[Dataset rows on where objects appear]
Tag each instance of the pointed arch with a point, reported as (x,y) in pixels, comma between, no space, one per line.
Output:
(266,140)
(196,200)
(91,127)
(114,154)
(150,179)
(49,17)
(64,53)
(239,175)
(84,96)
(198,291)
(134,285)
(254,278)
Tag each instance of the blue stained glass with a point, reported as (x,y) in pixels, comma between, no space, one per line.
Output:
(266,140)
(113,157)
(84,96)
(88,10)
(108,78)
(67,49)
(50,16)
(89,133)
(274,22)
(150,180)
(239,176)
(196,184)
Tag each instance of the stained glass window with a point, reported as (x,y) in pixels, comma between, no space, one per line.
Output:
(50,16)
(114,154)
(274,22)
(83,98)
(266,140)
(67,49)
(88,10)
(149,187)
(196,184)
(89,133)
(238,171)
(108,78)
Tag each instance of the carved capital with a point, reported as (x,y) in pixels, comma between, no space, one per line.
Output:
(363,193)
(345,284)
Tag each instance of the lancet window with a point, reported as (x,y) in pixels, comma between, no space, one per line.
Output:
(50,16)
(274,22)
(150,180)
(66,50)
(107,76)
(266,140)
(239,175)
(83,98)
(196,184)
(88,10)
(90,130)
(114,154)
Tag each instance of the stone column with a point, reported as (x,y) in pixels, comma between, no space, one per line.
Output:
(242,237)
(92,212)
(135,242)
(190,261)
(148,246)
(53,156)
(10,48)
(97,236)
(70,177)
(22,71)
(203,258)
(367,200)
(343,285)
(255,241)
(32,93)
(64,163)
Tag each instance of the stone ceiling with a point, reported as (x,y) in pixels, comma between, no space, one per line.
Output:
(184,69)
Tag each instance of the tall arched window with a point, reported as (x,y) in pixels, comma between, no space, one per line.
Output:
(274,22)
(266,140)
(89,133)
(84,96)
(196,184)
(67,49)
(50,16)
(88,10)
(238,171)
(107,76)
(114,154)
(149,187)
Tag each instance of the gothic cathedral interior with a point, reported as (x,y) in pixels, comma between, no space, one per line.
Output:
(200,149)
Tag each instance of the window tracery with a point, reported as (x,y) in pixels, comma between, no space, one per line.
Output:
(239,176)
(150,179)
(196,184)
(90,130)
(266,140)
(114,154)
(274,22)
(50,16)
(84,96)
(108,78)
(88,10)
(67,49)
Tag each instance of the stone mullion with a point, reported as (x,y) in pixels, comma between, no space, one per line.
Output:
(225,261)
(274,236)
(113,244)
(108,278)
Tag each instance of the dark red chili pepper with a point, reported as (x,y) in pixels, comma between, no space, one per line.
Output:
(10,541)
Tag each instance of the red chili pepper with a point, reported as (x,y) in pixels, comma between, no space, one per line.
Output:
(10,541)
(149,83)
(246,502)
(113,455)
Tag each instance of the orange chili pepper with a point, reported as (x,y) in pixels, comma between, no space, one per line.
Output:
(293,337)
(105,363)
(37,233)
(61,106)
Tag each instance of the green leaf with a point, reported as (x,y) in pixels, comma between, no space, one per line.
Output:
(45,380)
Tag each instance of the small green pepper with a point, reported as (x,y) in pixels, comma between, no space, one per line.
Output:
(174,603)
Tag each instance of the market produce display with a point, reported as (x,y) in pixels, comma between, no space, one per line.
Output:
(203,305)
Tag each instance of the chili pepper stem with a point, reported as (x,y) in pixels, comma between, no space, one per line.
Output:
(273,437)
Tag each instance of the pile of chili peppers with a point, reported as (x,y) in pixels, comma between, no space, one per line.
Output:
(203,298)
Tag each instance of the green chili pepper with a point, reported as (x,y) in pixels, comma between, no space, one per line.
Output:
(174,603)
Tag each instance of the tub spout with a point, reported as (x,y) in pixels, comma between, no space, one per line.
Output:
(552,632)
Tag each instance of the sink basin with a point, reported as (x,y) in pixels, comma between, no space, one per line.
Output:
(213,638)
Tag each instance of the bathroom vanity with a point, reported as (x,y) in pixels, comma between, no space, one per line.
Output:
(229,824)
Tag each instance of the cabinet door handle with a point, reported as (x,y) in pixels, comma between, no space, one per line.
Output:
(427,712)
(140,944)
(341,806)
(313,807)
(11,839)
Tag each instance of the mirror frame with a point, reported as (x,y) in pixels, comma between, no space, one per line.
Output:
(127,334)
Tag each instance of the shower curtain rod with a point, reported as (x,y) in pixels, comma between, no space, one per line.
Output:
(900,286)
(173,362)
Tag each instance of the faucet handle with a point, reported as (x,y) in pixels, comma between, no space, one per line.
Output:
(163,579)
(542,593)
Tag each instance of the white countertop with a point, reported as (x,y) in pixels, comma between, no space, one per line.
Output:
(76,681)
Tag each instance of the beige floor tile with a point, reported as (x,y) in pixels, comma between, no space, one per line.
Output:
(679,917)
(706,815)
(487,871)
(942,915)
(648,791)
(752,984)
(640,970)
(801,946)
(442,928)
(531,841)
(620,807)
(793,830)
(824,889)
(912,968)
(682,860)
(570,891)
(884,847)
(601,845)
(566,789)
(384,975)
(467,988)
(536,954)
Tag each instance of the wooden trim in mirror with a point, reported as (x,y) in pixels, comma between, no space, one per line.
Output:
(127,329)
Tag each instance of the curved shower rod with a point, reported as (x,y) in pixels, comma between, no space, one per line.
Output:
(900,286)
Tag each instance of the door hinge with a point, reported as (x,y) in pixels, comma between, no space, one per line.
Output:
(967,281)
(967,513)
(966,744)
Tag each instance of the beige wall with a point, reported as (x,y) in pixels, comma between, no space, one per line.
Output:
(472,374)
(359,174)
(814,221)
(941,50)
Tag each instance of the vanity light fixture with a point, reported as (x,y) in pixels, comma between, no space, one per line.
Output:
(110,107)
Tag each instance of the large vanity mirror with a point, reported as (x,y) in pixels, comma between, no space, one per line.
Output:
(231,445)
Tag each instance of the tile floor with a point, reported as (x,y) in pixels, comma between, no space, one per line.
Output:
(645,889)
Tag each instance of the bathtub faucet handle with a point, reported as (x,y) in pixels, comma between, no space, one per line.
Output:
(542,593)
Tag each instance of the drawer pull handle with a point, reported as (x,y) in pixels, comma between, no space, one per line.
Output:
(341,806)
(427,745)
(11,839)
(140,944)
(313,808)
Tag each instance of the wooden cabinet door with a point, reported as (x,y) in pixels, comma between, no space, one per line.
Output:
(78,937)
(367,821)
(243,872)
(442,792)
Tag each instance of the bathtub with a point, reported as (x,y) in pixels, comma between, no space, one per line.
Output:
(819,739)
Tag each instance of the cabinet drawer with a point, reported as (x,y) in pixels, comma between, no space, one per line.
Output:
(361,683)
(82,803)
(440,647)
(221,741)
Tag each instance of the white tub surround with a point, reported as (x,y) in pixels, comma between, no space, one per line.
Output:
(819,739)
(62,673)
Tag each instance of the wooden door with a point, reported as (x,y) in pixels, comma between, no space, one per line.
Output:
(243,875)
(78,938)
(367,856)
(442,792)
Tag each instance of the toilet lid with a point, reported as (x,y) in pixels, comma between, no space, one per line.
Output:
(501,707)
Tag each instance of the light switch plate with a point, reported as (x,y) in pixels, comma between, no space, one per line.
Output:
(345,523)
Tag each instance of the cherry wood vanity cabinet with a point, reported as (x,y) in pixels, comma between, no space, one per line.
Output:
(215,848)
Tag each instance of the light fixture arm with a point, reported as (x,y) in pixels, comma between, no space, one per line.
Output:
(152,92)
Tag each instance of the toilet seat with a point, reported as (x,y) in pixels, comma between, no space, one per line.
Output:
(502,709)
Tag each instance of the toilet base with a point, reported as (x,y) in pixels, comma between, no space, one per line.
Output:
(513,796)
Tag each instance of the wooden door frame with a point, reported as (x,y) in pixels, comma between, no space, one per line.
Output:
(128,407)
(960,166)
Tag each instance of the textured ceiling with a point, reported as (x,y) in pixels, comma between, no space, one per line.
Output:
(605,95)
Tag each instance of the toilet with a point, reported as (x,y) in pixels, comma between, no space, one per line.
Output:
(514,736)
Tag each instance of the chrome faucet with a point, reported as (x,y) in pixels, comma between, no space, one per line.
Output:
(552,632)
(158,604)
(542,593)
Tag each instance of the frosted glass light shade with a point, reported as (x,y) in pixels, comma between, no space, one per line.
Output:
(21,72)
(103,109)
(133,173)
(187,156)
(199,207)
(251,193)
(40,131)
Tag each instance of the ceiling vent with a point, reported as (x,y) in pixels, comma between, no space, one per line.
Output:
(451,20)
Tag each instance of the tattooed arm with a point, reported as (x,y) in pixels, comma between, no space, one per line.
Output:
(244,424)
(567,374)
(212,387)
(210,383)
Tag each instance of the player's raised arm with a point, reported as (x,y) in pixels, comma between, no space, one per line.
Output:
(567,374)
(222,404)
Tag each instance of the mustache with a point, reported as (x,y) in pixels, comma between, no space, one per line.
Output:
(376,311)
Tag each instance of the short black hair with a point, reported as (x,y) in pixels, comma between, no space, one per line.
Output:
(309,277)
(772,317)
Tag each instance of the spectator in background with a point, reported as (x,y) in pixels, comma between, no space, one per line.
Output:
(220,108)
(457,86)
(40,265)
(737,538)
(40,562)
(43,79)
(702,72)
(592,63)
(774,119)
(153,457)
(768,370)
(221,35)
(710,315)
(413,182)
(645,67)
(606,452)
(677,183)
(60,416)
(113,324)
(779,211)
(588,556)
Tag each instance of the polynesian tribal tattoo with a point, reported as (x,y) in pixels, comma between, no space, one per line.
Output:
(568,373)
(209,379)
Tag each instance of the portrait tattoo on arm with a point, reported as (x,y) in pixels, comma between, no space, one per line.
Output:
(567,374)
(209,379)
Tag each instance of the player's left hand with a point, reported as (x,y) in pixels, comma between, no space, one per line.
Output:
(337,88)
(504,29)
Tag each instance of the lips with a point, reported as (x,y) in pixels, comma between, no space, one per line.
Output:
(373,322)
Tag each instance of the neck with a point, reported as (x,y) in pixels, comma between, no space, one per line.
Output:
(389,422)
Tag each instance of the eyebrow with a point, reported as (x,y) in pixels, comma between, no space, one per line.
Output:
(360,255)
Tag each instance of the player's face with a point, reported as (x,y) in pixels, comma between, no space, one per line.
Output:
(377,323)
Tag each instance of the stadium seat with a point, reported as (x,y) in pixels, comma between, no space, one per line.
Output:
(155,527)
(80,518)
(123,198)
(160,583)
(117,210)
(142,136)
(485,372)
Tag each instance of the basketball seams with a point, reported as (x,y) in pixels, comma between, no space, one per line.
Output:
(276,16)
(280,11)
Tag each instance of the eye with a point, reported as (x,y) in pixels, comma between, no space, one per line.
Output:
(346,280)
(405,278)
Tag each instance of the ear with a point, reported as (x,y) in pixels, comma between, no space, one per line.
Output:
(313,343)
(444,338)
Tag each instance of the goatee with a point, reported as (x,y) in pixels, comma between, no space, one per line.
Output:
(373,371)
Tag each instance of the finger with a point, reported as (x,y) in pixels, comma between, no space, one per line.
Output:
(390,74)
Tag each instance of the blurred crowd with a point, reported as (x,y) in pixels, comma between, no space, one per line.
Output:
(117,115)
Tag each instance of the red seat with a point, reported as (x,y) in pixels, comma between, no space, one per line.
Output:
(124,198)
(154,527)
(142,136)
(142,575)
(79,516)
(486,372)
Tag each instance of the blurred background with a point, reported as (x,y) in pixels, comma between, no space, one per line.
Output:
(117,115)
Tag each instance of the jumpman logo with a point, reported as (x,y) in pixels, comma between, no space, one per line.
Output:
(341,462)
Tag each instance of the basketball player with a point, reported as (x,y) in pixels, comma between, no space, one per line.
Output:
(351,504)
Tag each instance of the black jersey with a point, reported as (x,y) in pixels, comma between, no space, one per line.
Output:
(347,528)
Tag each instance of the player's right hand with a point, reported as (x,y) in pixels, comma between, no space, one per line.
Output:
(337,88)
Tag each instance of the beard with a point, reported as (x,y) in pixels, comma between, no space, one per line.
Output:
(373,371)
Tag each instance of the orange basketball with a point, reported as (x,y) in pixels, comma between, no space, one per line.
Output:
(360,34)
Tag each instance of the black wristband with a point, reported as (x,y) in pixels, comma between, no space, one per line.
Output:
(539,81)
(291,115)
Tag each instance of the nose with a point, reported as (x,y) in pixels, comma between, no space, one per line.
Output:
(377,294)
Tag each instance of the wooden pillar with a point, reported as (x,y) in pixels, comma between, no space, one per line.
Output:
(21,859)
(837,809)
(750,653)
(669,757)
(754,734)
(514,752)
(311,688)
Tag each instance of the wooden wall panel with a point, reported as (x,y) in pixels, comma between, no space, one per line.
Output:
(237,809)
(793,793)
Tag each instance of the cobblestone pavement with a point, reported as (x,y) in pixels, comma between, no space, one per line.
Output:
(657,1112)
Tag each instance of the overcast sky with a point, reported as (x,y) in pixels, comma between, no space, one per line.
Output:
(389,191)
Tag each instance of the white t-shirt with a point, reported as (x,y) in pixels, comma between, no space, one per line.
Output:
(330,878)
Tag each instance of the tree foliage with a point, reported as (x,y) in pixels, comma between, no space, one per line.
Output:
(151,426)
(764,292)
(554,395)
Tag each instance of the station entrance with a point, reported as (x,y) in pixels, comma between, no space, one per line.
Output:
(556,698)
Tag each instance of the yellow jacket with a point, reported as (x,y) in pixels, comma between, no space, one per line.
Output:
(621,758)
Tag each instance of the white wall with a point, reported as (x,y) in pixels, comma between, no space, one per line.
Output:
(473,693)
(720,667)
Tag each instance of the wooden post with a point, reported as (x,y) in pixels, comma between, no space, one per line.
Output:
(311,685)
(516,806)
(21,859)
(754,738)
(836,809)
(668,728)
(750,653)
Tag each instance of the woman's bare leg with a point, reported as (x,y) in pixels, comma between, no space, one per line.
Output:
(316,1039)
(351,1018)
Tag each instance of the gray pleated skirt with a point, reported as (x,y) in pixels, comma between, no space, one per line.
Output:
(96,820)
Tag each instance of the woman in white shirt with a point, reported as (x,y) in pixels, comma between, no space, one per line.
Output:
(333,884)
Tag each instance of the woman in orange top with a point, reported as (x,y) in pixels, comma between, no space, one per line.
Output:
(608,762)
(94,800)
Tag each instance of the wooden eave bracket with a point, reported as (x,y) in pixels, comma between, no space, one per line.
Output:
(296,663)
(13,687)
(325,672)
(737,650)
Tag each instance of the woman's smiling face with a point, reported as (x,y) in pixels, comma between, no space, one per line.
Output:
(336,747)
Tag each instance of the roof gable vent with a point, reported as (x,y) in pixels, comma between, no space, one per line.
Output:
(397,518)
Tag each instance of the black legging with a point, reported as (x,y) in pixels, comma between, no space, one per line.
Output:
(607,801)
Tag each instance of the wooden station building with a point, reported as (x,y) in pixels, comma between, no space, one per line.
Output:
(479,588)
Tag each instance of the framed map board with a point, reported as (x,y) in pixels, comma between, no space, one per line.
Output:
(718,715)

### The task
Output exactly the lines above, from the one holding "Tag each instance of the roof" through the end of the data, including the first and last.

### Answer for this exercise
Tag each instance of the roof gable vent with a point, reported as (x,y) in pixels, comma between, no space, one per line.
Output:
(397,518)
Tag each instance of the black legging with a point, reported as (x,y) in pixels, comma between, no space, one per line.
Output:
(607,801)
Tag each instance of the wooden station building with a point, reported as (x,y) in pixels, comma between, no space, one per line.
Output:
(479,588)
Tag each instance of the framed map board with a point, reported as (x,y) in pixels, comma between, no space, one per line.
Output:
(718,715)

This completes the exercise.